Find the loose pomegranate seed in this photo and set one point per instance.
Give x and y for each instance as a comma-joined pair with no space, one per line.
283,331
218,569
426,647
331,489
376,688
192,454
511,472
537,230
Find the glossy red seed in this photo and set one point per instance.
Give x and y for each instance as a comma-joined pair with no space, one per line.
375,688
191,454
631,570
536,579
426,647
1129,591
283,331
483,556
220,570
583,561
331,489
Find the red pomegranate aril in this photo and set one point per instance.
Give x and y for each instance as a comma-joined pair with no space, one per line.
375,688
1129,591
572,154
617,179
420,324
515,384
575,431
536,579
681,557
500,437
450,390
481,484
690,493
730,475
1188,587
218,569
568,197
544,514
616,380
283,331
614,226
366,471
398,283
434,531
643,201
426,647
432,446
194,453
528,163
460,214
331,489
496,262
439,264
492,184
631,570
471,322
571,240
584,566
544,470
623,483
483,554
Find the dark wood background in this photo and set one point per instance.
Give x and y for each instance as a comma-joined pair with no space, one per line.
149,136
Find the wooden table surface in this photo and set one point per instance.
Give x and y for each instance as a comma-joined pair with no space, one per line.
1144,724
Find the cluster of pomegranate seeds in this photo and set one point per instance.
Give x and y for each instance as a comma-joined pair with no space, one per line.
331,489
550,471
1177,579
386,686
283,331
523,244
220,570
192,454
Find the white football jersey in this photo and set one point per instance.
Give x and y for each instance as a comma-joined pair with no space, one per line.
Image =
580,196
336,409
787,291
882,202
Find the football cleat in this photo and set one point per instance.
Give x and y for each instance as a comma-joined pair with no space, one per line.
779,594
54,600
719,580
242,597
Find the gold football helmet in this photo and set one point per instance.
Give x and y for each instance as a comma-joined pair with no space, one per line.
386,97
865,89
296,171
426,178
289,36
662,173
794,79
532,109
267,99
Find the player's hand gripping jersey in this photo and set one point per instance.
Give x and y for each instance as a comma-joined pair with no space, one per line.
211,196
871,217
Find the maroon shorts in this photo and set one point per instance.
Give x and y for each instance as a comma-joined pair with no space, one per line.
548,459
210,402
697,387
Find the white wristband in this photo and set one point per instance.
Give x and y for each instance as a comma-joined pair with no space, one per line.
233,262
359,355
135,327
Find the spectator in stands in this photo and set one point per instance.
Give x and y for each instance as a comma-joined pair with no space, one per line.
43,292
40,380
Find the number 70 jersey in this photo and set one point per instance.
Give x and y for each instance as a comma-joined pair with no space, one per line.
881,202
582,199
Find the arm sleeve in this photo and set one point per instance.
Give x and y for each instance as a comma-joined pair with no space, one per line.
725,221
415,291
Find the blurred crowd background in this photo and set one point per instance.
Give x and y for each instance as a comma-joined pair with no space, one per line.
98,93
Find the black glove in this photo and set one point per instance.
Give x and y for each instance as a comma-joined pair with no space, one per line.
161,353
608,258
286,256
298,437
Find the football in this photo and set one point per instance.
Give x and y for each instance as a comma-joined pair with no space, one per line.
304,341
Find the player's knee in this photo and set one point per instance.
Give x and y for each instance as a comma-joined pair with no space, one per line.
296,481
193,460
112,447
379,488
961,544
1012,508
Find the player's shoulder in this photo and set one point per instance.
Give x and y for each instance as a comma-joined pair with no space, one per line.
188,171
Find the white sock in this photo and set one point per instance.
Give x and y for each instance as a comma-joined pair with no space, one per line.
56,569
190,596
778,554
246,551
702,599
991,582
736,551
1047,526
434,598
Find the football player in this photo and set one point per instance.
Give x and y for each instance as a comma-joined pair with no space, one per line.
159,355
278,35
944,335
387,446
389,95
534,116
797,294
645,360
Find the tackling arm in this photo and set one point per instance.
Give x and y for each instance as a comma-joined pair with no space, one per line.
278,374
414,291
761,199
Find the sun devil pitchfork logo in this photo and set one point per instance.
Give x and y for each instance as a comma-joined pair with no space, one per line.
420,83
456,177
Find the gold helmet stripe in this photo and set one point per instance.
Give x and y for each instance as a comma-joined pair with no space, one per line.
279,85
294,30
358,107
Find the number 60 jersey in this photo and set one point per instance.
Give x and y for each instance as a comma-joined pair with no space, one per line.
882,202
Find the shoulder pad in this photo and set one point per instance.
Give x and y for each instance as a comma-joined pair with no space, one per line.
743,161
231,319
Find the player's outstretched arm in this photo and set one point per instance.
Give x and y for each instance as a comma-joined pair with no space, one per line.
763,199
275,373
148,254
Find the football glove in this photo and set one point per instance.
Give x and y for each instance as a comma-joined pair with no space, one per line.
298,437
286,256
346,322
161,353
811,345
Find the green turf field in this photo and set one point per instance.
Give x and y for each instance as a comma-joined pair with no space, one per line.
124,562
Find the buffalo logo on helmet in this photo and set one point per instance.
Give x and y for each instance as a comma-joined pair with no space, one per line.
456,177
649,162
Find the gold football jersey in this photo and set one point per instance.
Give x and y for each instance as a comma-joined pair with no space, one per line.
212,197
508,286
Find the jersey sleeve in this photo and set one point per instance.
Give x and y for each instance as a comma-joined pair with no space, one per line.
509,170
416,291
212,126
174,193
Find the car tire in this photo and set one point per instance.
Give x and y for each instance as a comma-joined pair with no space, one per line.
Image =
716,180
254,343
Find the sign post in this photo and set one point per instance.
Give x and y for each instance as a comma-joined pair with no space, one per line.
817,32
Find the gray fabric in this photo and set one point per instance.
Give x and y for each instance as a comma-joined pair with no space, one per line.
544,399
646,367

--

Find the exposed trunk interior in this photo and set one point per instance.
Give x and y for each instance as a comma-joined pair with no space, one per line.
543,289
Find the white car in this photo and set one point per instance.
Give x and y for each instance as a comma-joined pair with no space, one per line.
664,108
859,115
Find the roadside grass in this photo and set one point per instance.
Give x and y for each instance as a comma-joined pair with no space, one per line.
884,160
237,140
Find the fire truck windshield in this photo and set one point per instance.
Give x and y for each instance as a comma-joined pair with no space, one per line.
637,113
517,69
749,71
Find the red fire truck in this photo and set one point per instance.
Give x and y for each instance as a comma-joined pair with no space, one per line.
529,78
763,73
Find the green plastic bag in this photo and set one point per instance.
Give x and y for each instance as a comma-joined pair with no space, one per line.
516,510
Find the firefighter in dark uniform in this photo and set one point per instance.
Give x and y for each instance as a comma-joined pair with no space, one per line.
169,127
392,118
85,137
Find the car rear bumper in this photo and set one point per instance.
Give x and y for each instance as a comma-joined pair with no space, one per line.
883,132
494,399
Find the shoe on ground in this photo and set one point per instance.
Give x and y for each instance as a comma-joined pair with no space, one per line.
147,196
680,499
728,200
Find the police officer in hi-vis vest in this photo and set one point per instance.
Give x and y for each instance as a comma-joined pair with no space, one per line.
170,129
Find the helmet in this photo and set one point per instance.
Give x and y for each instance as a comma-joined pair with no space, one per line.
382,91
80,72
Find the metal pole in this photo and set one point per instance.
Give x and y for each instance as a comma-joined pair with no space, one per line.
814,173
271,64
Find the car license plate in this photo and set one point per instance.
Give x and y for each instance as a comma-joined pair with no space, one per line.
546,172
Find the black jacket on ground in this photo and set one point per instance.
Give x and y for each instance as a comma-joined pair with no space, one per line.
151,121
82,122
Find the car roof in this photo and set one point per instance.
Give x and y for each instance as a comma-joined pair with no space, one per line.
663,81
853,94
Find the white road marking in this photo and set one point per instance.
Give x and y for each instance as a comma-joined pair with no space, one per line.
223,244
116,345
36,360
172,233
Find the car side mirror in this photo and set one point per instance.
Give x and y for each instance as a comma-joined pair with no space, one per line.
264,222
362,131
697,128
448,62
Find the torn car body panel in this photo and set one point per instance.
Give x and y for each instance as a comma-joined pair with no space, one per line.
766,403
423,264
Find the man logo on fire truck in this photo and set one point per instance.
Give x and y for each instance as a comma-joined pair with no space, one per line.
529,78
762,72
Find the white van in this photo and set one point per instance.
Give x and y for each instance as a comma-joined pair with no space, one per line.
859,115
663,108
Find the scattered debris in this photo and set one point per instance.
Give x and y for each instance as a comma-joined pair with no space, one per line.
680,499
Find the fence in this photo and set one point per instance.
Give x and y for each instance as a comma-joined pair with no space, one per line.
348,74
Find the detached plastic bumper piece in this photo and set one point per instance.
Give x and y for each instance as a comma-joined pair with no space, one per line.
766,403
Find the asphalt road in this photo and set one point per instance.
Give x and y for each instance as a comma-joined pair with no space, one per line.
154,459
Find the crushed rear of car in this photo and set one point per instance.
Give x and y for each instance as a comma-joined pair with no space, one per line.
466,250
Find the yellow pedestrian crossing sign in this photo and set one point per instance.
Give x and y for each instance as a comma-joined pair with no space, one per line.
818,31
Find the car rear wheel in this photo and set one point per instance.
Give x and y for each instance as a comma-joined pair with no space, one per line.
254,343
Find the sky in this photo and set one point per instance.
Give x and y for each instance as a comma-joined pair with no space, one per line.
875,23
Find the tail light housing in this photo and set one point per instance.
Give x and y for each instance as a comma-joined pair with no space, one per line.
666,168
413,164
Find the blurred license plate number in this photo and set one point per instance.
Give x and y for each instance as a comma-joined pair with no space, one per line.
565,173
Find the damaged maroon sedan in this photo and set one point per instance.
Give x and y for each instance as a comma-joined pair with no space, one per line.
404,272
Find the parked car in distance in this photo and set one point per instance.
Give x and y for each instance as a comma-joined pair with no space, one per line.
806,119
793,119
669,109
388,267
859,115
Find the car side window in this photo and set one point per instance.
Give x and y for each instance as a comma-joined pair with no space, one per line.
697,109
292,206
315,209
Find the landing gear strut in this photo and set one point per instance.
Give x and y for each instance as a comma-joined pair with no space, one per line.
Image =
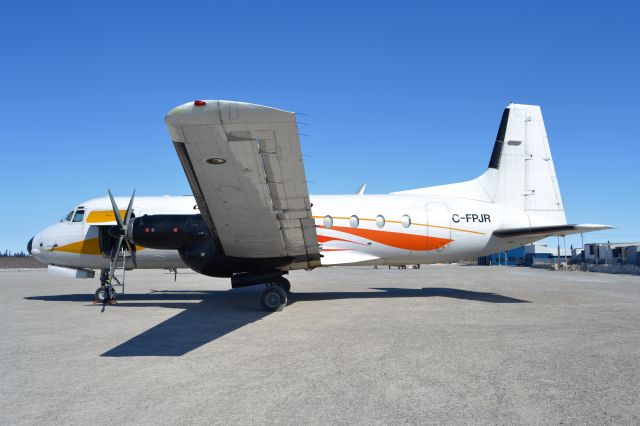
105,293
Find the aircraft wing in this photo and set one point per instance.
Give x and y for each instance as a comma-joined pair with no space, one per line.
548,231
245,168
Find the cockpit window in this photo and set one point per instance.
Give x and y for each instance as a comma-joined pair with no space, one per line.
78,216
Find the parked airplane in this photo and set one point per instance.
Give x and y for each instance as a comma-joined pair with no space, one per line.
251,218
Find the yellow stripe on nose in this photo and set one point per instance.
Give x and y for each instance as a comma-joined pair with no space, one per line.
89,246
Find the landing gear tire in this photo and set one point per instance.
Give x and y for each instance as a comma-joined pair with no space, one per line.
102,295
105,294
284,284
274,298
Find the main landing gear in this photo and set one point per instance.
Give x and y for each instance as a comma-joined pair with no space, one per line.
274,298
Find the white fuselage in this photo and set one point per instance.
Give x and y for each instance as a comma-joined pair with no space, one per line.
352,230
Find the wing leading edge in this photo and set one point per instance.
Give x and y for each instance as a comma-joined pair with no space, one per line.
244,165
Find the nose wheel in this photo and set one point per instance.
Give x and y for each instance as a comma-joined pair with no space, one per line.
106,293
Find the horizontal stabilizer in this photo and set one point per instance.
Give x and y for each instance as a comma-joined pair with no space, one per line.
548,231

--

PROBLEM DESCRIPTION -> Gather each line of the data above that contains the word "dark", and copy those lines in full.

COMPLETED EXERCISE ->
Find the dark wood background in this photo and set one point per instance.
Find the firefighter in dark uniform in this photo and set one point per instance.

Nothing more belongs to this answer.